WHAT THE TASK ASKS
In the entries that follow, the line with "positive clicks: (278, 187)" opens the range and the line with "184L351 141L321 118L288" closes it; repeat that range exactly, both lines included.
RECORDS FOR PROCESSING Block Start
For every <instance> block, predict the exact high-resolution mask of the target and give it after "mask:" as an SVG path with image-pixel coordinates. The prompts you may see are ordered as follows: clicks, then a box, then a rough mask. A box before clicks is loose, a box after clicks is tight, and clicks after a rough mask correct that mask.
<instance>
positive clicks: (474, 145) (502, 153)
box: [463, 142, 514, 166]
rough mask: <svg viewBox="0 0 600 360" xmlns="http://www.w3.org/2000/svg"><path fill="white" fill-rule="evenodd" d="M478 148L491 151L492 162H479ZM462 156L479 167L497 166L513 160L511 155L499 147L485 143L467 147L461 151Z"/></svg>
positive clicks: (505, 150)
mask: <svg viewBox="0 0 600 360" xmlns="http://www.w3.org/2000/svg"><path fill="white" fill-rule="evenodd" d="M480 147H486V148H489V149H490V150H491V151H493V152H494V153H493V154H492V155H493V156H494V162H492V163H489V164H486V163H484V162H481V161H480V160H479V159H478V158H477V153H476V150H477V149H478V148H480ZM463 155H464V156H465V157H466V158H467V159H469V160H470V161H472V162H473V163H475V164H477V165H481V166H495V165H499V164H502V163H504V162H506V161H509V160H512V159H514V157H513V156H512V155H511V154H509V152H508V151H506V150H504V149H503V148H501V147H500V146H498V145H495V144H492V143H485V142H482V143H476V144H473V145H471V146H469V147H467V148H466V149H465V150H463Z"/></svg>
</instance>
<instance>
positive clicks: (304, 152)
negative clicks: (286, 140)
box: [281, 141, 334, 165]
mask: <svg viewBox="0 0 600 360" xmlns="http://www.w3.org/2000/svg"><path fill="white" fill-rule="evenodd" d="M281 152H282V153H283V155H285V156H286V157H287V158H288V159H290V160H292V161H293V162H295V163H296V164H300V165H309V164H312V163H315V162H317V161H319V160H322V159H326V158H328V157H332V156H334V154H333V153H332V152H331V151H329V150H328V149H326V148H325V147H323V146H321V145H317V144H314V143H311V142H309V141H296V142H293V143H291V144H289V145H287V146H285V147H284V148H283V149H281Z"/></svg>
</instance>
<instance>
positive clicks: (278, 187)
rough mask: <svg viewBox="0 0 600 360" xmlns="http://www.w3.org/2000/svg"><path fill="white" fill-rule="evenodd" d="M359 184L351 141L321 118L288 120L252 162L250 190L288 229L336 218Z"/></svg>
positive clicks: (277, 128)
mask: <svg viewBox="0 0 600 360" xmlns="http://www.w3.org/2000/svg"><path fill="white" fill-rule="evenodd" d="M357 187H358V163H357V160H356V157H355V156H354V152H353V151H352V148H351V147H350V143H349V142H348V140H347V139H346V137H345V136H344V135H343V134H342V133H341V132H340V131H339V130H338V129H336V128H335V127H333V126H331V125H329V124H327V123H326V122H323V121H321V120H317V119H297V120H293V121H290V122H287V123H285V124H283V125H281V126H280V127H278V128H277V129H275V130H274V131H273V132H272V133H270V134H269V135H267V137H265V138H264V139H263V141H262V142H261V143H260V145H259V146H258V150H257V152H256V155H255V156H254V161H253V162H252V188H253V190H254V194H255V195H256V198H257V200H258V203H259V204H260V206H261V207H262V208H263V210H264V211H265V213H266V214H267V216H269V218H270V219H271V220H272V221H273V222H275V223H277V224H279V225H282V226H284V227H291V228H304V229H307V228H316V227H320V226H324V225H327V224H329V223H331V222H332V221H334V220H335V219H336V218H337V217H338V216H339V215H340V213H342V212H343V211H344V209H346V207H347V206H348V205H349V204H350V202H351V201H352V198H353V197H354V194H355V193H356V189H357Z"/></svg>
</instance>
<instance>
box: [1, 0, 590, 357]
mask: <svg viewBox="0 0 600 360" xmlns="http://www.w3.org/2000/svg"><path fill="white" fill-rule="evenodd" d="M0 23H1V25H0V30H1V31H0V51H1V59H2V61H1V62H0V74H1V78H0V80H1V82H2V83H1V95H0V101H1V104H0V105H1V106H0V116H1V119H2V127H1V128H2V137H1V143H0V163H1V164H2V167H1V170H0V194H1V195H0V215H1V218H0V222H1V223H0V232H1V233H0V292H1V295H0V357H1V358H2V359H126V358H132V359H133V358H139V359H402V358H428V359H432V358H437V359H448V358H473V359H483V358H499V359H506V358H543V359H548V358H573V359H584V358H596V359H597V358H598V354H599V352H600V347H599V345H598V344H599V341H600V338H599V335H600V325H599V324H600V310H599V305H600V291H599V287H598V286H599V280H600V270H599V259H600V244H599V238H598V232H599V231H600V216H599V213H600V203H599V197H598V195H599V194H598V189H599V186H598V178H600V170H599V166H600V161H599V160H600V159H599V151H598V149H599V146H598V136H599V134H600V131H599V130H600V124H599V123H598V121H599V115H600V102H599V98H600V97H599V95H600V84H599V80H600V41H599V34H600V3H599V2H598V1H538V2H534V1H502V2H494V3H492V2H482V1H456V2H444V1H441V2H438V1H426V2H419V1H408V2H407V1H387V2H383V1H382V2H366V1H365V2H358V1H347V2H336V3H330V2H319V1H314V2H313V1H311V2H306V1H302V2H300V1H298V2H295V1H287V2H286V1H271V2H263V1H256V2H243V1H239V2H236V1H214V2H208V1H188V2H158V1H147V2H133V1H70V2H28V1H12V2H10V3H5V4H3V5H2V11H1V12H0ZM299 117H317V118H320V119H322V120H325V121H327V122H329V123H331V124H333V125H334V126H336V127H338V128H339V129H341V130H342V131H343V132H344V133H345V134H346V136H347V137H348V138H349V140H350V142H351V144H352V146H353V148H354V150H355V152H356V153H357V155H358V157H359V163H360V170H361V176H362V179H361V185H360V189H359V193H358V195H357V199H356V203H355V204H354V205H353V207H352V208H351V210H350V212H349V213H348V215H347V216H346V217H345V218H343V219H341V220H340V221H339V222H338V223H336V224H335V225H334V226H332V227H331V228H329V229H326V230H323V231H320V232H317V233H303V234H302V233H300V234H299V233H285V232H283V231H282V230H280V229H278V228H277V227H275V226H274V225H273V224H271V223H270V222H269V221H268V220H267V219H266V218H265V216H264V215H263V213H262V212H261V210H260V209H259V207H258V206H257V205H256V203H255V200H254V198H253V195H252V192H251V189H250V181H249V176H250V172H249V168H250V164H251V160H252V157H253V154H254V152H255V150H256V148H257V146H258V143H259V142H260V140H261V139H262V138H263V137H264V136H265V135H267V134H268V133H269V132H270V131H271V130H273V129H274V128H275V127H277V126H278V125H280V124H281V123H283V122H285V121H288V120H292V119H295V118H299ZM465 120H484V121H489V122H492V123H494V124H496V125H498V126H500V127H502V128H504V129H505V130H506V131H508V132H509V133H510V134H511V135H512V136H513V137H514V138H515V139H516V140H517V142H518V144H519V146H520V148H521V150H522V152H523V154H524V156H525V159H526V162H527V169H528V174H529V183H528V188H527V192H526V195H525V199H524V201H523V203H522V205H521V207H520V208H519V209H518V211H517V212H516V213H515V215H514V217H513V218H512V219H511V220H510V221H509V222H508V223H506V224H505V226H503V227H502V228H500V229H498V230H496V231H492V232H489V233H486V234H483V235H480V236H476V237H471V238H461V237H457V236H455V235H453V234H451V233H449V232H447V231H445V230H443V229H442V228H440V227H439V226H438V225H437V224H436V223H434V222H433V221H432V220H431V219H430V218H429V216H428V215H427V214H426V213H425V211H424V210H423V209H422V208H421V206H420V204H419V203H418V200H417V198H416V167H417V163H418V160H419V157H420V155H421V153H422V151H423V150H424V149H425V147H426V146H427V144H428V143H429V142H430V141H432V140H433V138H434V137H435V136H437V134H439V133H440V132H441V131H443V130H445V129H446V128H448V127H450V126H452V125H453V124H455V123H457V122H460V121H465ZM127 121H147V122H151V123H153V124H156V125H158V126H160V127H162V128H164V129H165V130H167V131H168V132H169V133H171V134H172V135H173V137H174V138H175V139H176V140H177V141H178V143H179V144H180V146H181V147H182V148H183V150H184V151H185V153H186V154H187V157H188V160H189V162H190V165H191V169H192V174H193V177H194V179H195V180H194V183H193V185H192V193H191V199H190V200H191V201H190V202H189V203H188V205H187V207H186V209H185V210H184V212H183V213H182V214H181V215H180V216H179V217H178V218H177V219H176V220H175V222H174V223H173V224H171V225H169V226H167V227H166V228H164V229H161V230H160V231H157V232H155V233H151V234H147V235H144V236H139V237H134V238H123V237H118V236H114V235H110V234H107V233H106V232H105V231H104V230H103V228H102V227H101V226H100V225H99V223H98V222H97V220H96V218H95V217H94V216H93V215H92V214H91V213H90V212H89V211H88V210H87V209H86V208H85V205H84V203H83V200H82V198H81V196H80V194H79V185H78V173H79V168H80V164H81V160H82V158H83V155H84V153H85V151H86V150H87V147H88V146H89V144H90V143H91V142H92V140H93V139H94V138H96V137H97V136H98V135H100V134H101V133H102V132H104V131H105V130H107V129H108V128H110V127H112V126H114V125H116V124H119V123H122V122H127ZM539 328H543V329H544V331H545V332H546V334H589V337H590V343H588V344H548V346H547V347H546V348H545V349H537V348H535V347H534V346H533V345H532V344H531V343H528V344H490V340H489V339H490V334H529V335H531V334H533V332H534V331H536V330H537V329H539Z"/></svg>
RECORDS FOR PROCESSING Block End
WRITTEN ANSWER
positive clicks: (278, 187)
rough mask: <svg viewBox="0 0 600 360" xmlns="http://www.w3.org/2000/svg"><path fill="white" fill-rule="evenodd" d="M359 184L351 141L321 118L288 120L252 162L250 190L288 229L336 218Z"/></svg>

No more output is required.